プレイバック2024

ゼンハイザー「MOMENTUM 4 Wireless」でヘッドフォンの苦手意識を払拭 by鈴木誠

MOMENTUM 4 Wireless(ブラック)

メガネ装用時の相性にストレスがあり、ヘッドフォンそのものを長らく諦めていました。イヤフォンを選ぶ基準も「電車でなるべく静かに過ごせるノイズキャンセル」か、「楽器演奏時のモニターとして装着感が良いカナル型」という実用一辺倒で、音色を気にしたことはありませんでした。

しかし本誌取材でe⭐︎イヤホンを訪れたことをきっかけに、十分なノイズキャンセリング性能を持った製品が今ではBOSEとソニー以外にも豊富にあると知りました。それからというもの、お店に寄り道してはイヤフォンやヘッドフォンの展示機を端から試聴。そこでジワジワと特別な印象を抱いたのがMOMENTUM 4 Wirelessでした。

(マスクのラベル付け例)
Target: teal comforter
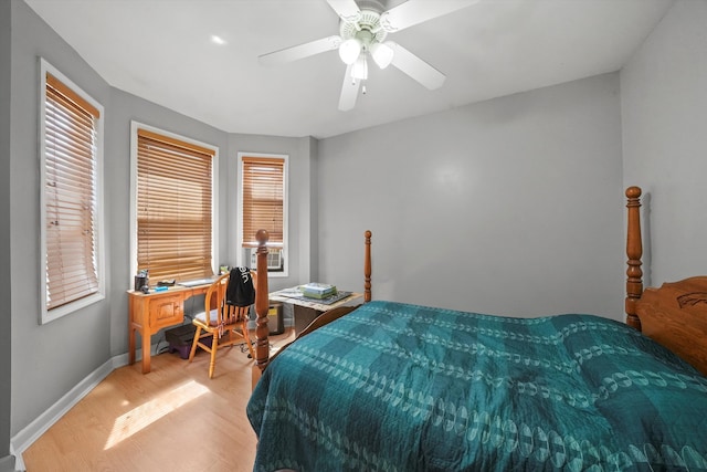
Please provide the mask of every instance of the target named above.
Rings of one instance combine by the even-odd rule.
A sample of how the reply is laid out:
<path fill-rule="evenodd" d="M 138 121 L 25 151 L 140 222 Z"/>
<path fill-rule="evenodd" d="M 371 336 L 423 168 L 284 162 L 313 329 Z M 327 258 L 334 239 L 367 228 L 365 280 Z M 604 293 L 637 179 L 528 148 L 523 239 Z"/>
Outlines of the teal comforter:
<path fill-rule="evenodd" d="M 371 302 L 278 355 L 247 416 L 256 471 L 707 469 L 707 378 L 592 315 Z"/>

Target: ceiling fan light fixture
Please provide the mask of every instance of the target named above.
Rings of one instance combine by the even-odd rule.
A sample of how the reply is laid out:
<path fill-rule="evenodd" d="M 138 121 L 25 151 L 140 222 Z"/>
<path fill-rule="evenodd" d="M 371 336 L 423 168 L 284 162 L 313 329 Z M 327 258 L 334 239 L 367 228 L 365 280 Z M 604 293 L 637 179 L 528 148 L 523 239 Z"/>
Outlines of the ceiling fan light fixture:
<path fill-rule="evenodd" d="M 380 69 L 386 69 L 393 61 L 393 49 L 386 43 L 373 43 L 370 46 L 371 56 Z"/>
<path fill-rule="evenodd" d="M 361 81 L 368 78 L 368 61 L 366 61 L 366 54 L 360 54 L 351 66 L 351 77 Z"/>
<path fill-rule="evenodd" d="M 361 55 L 361 48 L 363 45 L 356 38 L 341 42 L 339 46 L 339 57 L 346 65 L 354 64 L 356 60 Z"/>

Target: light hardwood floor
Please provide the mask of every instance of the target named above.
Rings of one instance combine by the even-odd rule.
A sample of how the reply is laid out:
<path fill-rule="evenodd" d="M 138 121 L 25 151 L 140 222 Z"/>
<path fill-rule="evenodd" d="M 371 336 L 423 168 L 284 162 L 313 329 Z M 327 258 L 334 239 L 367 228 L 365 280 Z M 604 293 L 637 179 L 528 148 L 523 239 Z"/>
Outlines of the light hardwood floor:
<path fill-rule="evenodd" d="M 278 348 L 292 328 L 271 337 Z M 253 361 L 239 346 L 189 364 L 152 356 L 106 377 L 23 453 L 28 472 L 252 471 L 256 438 L 245 416 Z"/>

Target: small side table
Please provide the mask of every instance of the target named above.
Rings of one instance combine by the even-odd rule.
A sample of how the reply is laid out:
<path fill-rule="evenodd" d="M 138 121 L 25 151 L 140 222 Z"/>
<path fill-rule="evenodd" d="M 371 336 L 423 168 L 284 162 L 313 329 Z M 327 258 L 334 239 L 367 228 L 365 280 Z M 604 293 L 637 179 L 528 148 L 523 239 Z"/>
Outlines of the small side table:
<path fill-rule="evenodd" d="M 298 287 L 292 287 L 272 292 L 268 295 L 271 302 L 291 303 L 293 305 L 293 314 L 295 316 L 295 336 L 297 336 L 309 325 L 309 323 L 314 322 L 324 312 L 338 308 L 339 306 L 356 305 L 357 303 L 361 303 L 363 300 L 362 293 L 351 292 L 351 294 L 345 298 L 330 304 L 325 304 L 313 298 L 295 296 L 297 293 L 302 293 Z"/>

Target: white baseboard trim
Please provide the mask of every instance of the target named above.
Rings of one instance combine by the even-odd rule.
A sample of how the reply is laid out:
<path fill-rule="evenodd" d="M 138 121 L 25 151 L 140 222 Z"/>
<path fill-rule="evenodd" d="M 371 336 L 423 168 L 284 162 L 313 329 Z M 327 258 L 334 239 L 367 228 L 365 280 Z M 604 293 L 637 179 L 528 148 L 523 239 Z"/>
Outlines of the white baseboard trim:
<path fill-rule="evenodd" d="M 154 349 L 155 347 L 152 347 Z M 136 359 L 141 359 L 141 350 L 136 353 Z M 14 470 L 24 471 L 24 460 L 22 453 L 32 445 L 48 429 L 59 421 L 68 410 L 71 410 L 82 398 L 93 390 L 103 379 L 118 367 L 127 366 L 128 354 L 120 354 L 108 359 L 105 364 L 91 373 L 80 381 L 66 395 L 52 405 L 46 411 L 40 415 L 34 421 L 23 428 L 10 439 L 10 454 L 14 455 Z"/>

# 小問 A
一覧の冒頭から「Outlines of the teal」を含む行までを、空行を除き、1行を1つの文字列とするJSONのリストに並べてください。画像は含めないでください。
# 小問 B
MOMENTUM 4 Wirelessについての文章を、最後の文の後から引き継いで書き進めてください。

# 結果 A
[
  "Target: teal comforter",
  "Please provide the mask of every instance of the target named above.",
  "Rings of one instance combine by the even-odd rule.",
  "A sample of how the reply is laid out:",
  "<path fill-rule=\"evenodd\" d=\"M 138 121 L 25 151 L 140 222 Z\"/>",
  "<path fill-rule=\"evenodd\" d=\"M 371 336 L 423 168 L 284 162 L 313 329 Z M 327 258 L 334 239 L 367 228 L 365 280 Z M 604 293 L 637 179 L 528 148 L 523 239 Z\"/>",
  "Outlines of the teal comforter:"
]

# 結果 B
シンデレラフィットを感じた装着感

MOMENTUM 4 Wirelessの店頭デモ機を手に取って頭に載せると、いきなり音がストレートに聞こえるフィットが得られました。私が不慣れなためか、適切なフィットをすんなり得られるヘッドフォンは貴重。どうしても音が訛るというか、変なピークが発生するようなクセのある聞こえ方になってしまうことが多いのも、ヘッドフォンに苦手意識を持っていた一因です。

じっくり音楽を聞いてみると、音域全体がキチンと統率されていて「聴きやすい」と感じたのです。試聴した中には蛇口を全開にしたように全音域が溢れ出てくる高級機もあって、わからないなりに「耳にキツいけど、いやでも、これが高音質ということなのだろう」と言い聞かせてみたりもしたのですが、我慢は長続きしません。聴力は人それぞれ、音の好みにも正解がないからこそ、これほど製品数が多いのでしょうし。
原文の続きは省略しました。